__Текст для чтения__:
Христианская традиция уже с III века все издевательства над Ним приписывает иудеям. – Возможно ли это в иудейском мире, не вышедшим еще из эпохи Пророков? – Ой, как сомнительно! Имя Его – Иисус, или Иэсус – в древнегреческом, или у иудеев – Иешуа, что есть сокращенное от Йехошуа – «Господь есть Спасение». Такое имя давалось только достойнейшим в память о Йехошуа бин Нун, или, по канонам русской синодальной Библии, Иисусе Навине – Моисеевом ученике. Но дело даже не в этом.
Иеремия пророчествовал о Мессии – Давидовом потомке: «И настанут дни – сказал Господь – когда взращу Я Давиду праведного потомка, и будет он царствовать, и будет мудр и удачлив, и будет вершить суд и правду на земле. И вот имя его, которым назовут: Господь – Справедливость наша». И соединилось: «Господь – есть Спасение» и «Господь – есть Справедливость». В Справедливости – Спасение. Исайя – самый чтимый пророк и Книга его – лучшее в Библии – предрекал, что грядущий Царь будет носителем Справедливости, и это пророчество стало основой верования. Инкарнация преемника Давида, помазанного Богом, во втором и первом веках до Рождения Христа особенно тесно соприкасалась с идеями Еноха и Даниила, их Книг. Спасение и Справедливость становятся синонимами. Именно на этом этапе Божественного избранника, харизматическую фигуру из рода Давида, неминуемо призванного прийти и спасти, называют «Машиах» – на древнееврейском, или «Мешиха» – на арамейском, или Messias в греческой транскрипции. Греческое слово Сhristos – Мессия, Помазанник – указывает на характер миссии Иешуа – спасти мир и человечество, привнеся в него высшую Справедливость.

__Задания для выполнения__:
#1 Ответьте на вопросы по тексту об имени Иисуса:
(а) Что означает имя Йехошуа?
(б) Какого пророка текст называет самым чтимым?
(в) Как называют Божественного избранника на арамейском?
#2 Измените фрагмент текста об имени Иисуса, начиная со слов «Христианская традиция уже» и заканчивая словами «даже не в этом.»: вместо «Моисеевом ученике» поставьте «ученике Моисея» и приведите фрагмент целиком.

__Строки данных__:
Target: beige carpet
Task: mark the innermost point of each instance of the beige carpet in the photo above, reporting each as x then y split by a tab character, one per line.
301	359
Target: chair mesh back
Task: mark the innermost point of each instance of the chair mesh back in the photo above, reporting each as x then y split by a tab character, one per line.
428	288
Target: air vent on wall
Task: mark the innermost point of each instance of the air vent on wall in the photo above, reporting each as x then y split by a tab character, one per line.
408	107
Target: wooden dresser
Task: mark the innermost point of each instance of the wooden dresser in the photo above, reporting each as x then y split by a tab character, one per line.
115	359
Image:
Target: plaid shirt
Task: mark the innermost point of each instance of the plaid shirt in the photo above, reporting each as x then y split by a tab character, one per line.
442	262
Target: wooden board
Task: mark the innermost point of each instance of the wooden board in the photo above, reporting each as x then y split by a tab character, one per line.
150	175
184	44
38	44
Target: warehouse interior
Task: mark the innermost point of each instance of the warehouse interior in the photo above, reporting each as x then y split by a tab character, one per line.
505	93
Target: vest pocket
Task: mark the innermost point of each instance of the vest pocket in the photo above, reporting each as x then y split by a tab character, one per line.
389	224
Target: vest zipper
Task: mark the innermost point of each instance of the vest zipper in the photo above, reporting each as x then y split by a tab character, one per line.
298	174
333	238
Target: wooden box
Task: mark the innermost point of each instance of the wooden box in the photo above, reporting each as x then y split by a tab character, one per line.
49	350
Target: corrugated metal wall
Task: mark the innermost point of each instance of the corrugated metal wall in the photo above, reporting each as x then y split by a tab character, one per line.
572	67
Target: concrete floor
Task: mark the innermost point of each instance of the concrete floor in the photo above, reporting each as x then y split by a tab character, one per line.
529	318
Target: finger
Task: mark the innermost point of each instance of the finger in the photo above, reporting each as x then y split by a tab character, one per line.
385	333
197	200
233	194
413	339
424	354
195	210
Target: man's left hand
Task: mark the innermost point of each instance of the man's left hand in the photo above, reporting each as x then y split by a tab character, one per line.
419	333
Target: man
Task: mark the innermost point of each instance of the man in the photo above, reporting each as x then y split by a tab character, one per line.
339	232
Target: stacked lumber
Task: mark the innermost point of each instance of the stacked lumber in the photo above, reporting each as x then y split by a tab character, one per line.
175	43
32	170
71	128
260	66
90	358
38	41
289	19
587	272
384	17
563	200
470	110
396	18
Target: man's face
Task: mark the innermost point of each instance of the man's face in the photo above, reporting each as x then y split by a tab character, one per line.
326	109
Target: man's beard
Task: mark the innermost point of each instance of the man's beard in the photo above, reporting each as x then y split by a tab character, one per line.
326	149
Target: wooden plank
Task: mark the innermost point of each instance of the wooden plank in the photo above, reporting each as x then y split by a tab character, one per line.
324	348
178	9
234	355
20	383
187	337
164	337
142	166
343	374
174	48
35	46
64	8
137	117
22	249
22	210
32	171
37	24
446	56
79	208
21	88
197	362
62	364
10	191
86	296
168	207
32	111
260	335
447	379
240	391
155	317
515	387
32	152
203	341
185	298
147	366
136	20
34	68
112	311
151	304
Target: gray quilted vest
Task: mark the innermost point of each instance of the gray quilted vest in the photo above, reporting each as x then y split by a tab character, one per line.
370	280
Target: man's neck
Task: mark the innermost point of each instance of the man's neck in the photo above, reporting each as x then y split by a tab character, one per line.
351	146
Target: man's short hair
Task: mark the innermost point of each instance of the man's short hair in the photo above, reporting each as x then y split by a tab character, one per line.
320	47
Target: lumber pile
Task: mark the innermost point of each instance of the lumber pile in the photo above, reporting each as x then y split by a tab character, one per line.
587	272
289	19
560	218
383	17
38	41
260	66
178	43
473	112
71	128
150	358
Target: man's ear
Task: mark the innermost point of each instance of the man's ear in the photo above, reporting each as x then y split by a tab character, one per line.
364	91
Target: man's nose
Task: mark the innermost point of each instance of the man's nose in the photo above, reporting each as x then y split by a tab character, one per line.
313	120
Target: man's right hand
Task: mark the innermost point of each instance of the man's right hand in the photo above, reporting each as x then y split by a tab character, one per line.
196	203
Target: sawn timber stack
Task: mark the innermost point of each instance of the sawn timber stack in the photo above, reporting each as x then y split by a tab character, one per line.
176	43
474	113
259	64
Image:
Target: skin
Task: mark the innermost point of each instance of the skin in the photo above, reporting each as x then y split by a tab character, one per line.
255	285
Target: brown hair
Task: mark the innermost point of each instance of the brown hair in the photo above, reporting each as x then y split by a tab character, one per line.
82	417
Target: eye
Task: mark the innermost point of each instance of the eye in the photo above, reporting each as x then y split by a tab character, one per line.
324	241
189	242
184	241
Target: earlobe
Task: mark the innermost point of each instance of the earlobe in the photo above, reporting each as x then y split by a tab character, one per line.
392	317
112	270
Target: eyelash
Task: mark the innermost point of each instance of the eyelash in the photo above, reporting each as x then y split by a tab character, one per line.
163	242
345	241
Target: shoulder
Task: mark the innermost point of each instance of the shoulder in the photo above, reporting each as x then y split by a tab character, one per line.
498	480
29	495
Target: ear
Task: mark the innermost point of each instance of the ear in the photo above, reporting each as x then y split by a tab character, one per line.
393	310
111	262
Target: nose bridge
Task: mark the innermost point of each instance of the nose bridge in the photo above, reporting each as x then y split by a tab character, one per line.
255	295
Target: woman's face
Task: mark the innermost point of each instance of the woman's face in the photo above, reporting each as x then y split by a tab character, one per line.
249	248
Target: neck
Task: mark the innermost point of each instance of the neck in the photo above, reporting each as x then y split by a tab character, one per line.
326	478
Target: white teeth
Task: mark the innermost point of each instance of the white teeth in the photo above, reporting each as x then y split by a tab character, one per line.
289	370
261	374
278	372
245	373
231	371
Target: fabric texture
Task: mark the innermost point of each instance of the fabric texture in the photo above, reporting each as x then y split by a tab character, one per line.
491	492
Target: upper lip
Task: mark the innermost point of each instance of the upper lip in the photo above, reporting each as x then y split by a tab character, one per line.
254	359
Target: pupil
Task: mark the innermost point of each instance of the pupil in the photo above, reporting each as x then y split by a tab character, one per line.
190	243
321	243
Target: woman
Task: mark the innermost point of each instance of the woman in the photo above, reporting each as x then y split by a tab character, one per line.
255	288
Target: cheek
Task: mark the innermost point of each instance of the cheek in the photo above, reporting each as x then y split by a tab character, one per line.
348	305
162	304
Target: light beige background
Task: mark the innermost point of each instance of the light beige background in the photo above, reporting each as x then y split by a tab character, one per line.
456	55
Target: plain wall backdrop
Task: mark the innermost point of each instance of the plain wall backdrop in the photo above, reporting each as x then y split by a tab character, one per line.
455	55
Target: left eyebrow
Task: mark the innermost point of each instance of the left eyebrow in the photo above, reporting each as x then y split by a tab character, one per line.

__Ответы по заданиям__:
#1
(а) «Господь есть Спасение».
(б) Исайю.
(в) «Мешиха».

#2
Христианская традиция уже с III века все издевательства над Ним приписывает иудеям. – Возможно ли это в иудейском мире, не вышедшим еще из эпохи Пророков? – Ой, как сомнительно! Имя Его – Иисус, или Иэсус – в древнегреческом, или у иудеев – Иешуа, что есть сокращенное от Йехошуа – «Господь есть Спасение». Такое имя давалось только достойнейшим в память о Йехошуа бин Нун, или, по канонам русской синодальной Библии, Иисусе Навине – ученике Моисея. Но дело даже не в этом.